Visual Prompting (Fine-tuning)
==================================

Visual prompting is a computer vision task that uses a combination of an image and prompts, such as texts, bounding boxes, points, and so on to troubleshoot problems.
Using these useful prompts, the main purpose of this task is to obtain labels from unlabeled datasets, and to use generated label information on particular domains or to develop a new model with the generated information.

This section examines the solutions for visual prompting offered by the OpenVINO Training Extensions library.
`Segment Anything (SAM) <https://arxiv.org/abs/2304.02643>`_, is one of the most famous visual prompting methods and this model will be used to adapt a new dataset domain.
Because `SAM <https://arxiv.org/abs/2304.02643>`_ was trained by using web-scale dataset and has huge backbone network, fine-tuning the whole network is difficult and lots of resources are required.
Therefore, in this section, we try to fine-tune the mask decoder only for several epochs to increase performance on the new dataset domain.

* Record list *
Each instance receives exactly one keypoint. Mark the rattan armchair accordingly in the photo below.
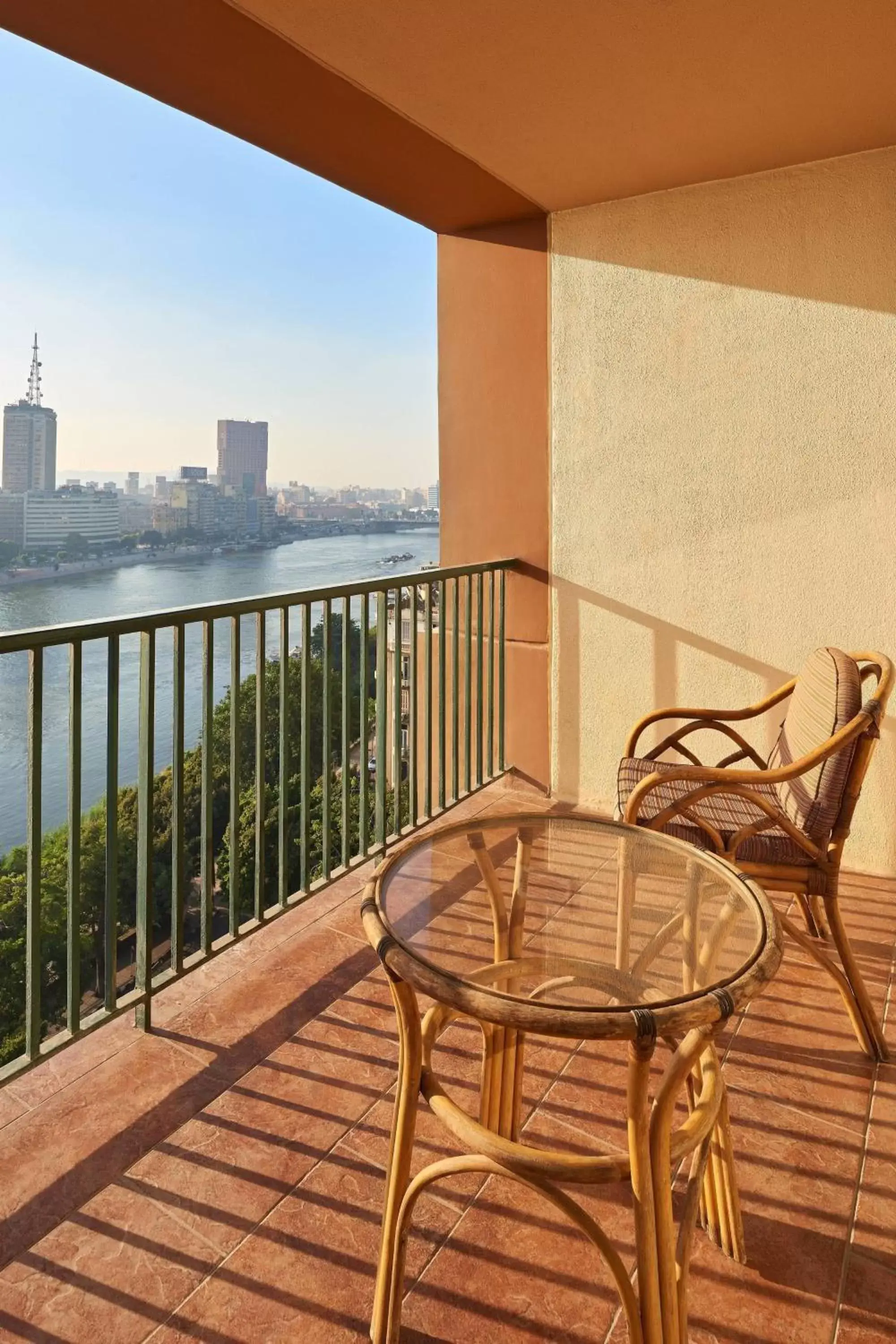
(785, 822)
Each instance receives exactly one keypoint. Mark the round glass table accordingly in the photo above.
(570, 926)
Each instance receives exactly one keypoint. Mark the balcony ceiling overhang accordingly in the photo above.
(465, 113)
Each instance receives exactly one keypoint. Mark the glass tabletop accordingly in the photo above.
(573, 912)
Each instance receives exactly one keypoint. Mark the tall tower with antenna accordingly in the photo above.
(30, 439)
(34, 377)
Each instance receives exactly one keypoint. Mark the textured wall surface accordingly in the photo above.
(723, 455)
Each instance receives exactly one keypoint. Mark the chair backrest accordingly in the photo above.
(828, 694)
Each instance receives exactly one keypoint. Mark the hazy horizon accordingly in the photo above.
(178, 276)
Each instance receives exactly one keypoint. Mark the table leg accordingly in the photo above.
(388, 1293)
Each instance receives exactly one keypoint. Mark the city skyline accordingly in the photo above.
(163, 308)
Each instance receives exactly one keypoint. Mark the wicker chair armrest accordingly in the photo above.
(672, 742)
(698, 715)
(863, 722)
(683, 808)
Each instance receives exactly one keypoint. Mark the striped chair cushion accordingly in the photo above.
(827, 697)
(726, 812)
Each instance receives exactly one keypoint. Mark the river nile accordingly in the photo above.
(148, 588)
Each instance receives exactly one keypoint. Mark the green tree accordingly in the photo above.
(93, 835)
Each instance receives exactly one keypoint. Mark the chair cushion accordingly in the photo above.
(727, 812)
(827, 697)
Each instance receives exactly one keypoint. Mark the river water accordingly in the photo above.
(148, 588)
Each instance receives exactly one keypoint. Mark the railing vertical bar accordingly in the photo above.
(146, 769)
(491, 678)
(207, 855)
(397, 713)
(501, 667)
(456, 678)
(306, 775)
(382, 627)
(428, 702)
(443, 593)
(478, 678)
(283, 801)
(261, 793)
(34, 836)
(345, 707)
(413, 711)
(236, 691)
(468, 686)
(327, 737)
(111, 905)
(365, 746)
(178, 854)
(73, 905)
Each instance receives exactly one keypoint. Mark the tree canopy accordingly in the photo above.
(93, 834)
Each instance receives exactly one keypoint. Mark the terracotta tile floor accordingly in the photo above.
(222, 1179)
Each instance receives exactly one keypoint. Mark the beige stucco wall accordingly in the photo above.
(723, 455)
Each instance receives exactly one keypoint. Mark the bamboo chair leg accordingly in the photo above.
(737, 1249)
(645, 1223)
(855, 978)
(817, 955)
(625, 901)
(809, 916)
(818, 916)
(400, 1162)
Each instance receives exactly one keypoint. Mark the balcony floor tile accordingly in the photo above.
(222, 1179)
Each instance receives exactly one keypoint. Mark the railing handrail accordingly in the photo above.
(50, 636)
(328, 819)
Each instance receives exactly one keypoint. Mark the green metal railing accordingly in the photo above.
(394, 746)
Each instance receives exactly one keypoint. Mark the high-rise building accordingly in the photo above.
(30, 439)
(242, 456)
(49, 519)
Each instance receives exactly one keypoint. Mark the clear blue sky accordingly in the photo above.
(177, 275)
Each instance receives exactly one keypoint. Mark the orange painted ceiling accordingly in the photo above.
(505, 108)
(578, 101)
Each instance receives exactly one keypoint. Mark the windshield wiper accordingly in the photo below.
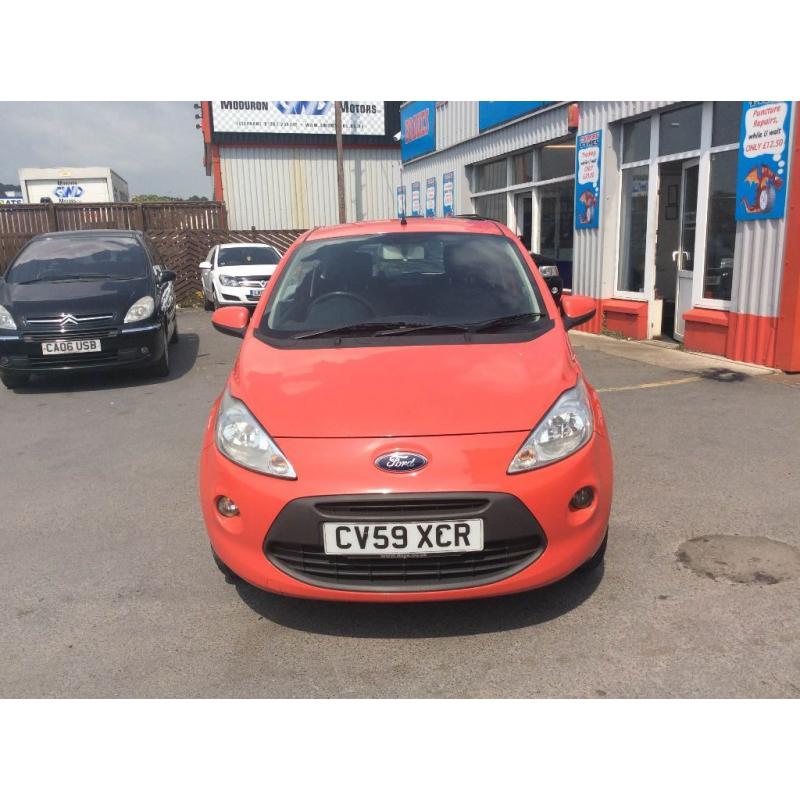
(59, 278)
(357, 327)
(503, 322)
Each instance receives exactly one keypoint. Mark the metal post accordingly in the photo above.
(337, 106)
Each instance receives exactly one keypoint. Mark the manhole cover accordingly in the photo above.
(741, 559)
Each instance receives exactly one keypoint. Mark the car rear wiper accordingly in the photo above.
(502, 322)
(357, 327)
(59, 278)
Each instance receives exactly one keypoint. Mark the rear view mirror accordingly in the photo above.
(231, 320)
(577, 309)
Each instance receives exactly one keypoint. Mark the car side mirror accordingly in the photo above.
(577, 309)
(231, 320)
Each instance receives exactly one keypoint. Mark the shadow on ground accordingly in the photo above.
(423, 620)
(182, 355)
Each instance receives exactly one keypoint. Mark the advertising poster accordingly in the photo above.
(401, 201)
(430, 197)
(763, 159)
(417, 129)
(587, 180)
(359, 117)
(415, 200)
(448, 190)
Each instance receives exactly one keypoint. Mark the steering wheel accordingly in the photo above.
(324, 298)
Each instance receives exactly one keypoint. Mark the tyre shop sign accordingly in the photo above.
(587, 180)
(763, 160)
(359, 117)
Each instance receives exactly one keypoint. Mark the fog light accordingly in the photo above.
(583, 498)
(227, 507)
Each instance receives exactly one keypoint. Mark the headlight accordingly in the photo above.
(565, 428)
(140, 310)
(6, 320)
(241, 438)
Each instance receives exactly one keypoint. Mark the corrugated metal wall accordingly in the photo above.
(759, 244)
(273, 188)
(456, 121)
(595, 250)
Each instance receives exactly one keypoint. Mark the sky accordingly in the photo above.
(155, 147)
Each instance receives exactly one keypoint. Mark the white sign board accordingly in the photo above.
(359, 117)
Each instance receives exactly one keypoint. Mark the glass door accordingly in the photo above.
(684, 256)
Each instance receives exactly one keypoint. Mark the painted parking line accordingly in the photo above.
(656, 385)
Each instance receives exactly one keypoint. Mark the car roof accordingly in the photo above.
(247, 244)
(412, 225)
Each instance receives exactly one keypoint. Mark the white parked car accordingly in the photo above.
(236, 274)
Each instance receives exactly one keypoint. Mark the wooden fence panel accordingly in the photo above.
(19, 219)
(183, 250)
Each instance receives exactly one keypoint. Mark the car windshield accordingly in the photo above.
(245, 256)
(67, 258)
(391, 284)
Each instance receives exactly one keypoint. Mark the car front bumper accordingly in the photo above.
(237, 295)
(140, 346)
(556, 539)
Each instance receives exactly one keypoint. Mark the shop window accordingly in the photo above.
(721, 234)
(634, 229)
(522, 167)
(491, 175)
(556, 211)
(679, 130)
(492, 206)
(636, 141)
(727, 119)
(557, 160)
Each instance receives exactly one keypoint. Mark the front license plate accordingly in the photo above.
(63, 347)
(402, 538)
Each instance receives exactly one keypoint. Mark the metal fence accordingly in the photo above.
(182, 233)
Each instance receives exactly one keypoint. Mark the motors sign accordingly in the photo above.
(315, 117)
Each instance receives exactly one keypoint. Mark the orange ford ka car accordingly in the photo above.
(406, 420)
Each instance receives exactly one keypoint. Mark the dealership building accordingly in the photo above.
(682, 219)
(273, 162)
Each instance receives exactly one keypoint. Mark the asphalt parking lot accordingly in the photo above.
(109, 589)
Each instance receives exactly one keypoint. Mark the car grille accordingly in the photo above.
(513, 539)
(407, 572)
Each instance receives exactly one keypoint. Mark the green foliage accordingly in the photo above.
(158, 198)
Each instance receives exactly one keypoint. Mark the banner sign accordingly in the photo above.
(587, 180)
(415, 200)
(417, 129)
(401, 201)
(763, 160)
(430, 197)
(492, 113)
(448, 190)
(359, 117)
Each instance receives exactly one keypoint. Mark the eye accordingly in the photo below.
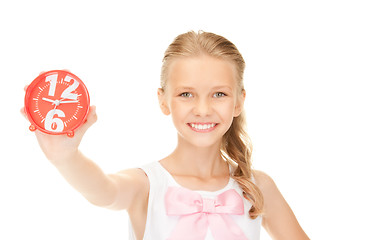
(220, 94)
(185, 94)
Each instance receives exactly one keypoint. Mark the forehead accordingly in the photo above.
(203, 72)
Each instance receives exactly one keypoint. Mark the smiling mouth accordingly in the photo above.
(205, 127)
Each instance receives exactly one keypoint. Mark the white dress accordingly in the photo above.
(159, 226)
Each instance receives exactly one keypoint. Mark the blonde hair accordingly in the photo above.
(236, 146)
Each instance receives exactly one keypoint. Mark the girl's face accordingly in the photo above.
(203, 97)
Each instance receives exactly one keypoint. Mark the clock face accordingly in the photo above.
(57, 102)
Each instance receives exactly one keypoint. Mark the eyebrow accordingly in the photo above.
(191, 88)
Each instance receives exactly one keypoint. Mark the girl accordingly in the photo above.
(206, 188)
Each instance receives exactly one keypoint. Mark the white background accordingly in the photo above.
(307, 103)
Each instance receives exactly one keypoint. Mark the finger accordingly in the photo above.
(23, 112)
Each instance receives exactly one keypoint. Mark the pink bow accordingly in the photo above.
(197, 214)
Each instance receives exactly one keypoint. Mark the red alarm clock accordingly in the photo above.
(57, 102)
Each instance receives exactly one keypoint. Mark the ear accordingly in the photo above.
(239, 105)
(162, 102)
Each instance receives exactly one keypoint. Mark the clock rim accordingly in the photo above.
(32, 86)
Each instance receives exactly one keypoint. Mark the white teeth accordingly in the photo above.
(202, 126)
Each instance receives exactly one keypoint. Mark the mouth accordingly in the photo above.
(202, 127)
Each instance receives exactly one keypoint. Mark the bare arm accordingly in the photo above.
(278, 219)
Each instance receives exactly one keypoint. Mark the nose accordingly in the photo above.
(202, 107)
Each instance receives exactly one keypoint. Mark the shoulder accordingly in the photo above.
(132, 186)
(278, 219)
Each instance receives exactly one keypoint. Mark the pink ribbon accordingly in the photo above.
(197, 214)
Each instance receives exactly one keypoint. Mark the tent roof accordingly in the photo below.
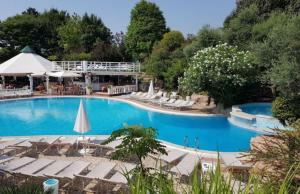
(27, 49)
(25, 63)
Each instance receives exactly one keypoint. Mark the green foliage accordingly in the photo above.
(34, 29)
(137, 141)
(167, 61)
(239, 29)
(286, 109)
(56, 35)
(212, 182)
(278, 155)
(7, 187)
(223, 71)
(206, 37)
(69, 34)
(147, 25)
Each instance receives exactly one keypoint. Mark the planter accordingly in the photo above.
(88, 91)
(109, 90)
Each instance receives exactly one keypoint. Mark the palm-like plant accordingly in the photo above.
(137, 141)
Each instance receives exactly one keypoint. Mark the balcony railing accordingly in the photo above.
(96, 66)
(115, 90)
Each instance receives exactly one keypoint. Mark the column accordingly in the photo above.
(84, 66)
(47, 84)
(3, 80)
(30, 83)
(136, 82)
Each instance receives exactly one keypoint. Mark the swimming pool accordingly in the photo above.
(56, 116)
(257, 108)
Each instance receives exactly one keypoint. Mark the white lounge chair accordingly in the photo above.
(5, 158)
(171, 101)
(187, 165)
(121, 170)
(16, 163)
(34, 167)
(10, 143)
(100, 171)
(75, 168)
(138, 95)
(183, 104)
(54, 168)
(152, 97)
(174, 104)
(173, 156)
(44, 141)
(65, 144)
(160, 100)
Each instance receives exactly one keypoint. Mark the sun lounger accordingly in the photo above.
(5, 158)
(137, 95)
(173, 156)
(232, 160)
(160, 100)
(10, 143)
(207, 166)
(187, 165)
(45, 141)
(75, 168)
(114, 144)
(27, 143)
(65, 144)
(125, 167)
(152, 97)
(143, 95)
(35, 166)
(118, 178)
(100, 171)
(16, 163)
(172, 104)
(184, 104)
(54, 168)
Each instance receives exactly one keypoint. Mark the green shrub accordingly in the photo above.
(286, 109)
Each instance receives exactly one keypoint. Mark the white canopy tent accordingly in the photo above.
(64, 74)
(26, 63)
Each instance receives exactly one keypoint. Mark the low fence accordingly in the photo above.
(19, 92)
(115, 90)
(96, 66)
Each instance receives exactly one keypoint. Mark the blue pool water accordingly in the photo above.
(56, 116)
(257, 108)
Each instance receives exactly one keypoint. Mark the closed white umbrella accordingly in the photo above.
(82, 124)
(151, 89)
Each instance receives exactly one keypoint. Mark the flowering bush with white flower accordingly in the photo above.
(223, 71)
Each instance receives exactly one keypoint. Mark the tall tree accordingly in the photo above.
(147, 25)
(167, 60)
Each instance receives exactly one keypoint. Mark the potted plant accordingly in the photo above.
(89, 90)
(109, 89)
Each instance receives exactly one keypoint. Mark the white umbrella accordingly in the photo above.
(82, 124)
(151, 89)
(62, 74)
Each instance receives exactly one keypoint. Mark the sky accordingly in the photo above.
(187, 16)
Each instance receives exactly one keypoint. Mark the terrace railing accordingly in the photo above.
(115, 90)
(7, 93)
(96, 66)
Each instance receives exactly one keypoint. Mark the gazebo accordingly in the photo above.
(27, 63)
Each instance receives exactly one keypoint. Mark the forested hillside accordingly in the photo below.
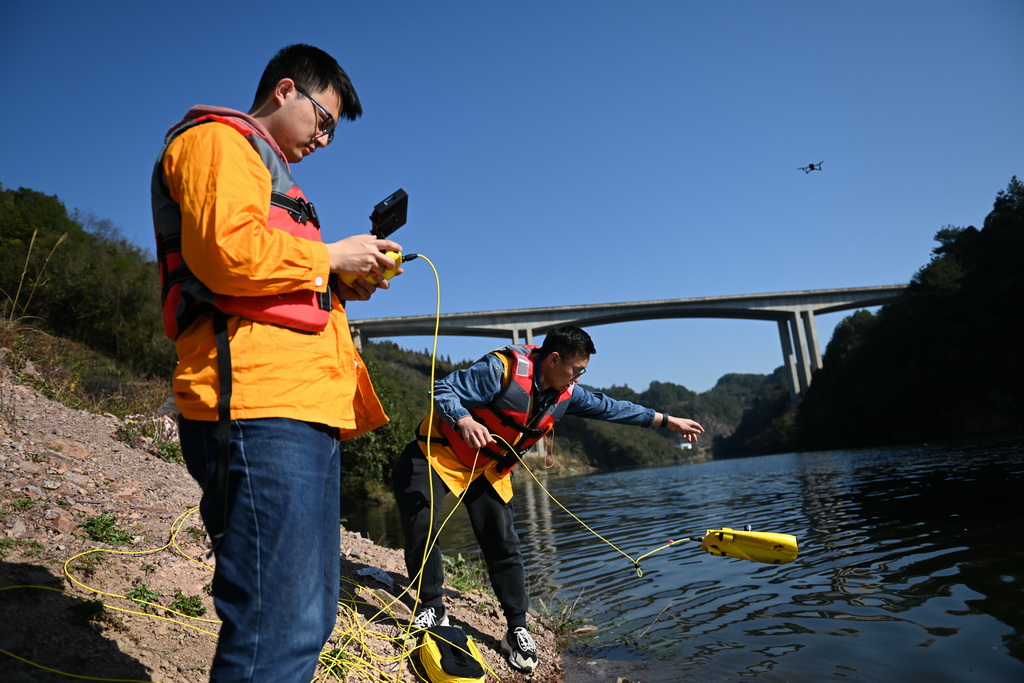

* Exercise details *
Decide whether each statement agrees with the visual prompting text, answering yes or no and quoting the words from the text that settle it.
(a) Visual prompting pairs an image only with text prompts.
(b) The section fine-tunes the mask decoder rather than the whole SAM network.
(c) SAM was trained on a web-scale dataset.

* Task output *
(a) No: "a combination of an image and prompts, such as texts, bounding boxes, points, and so on"
(b) Yes: "we try to fine-tune the mask decoder only for several epochs"
(c) Yes: "was trained by using web-scale dataset"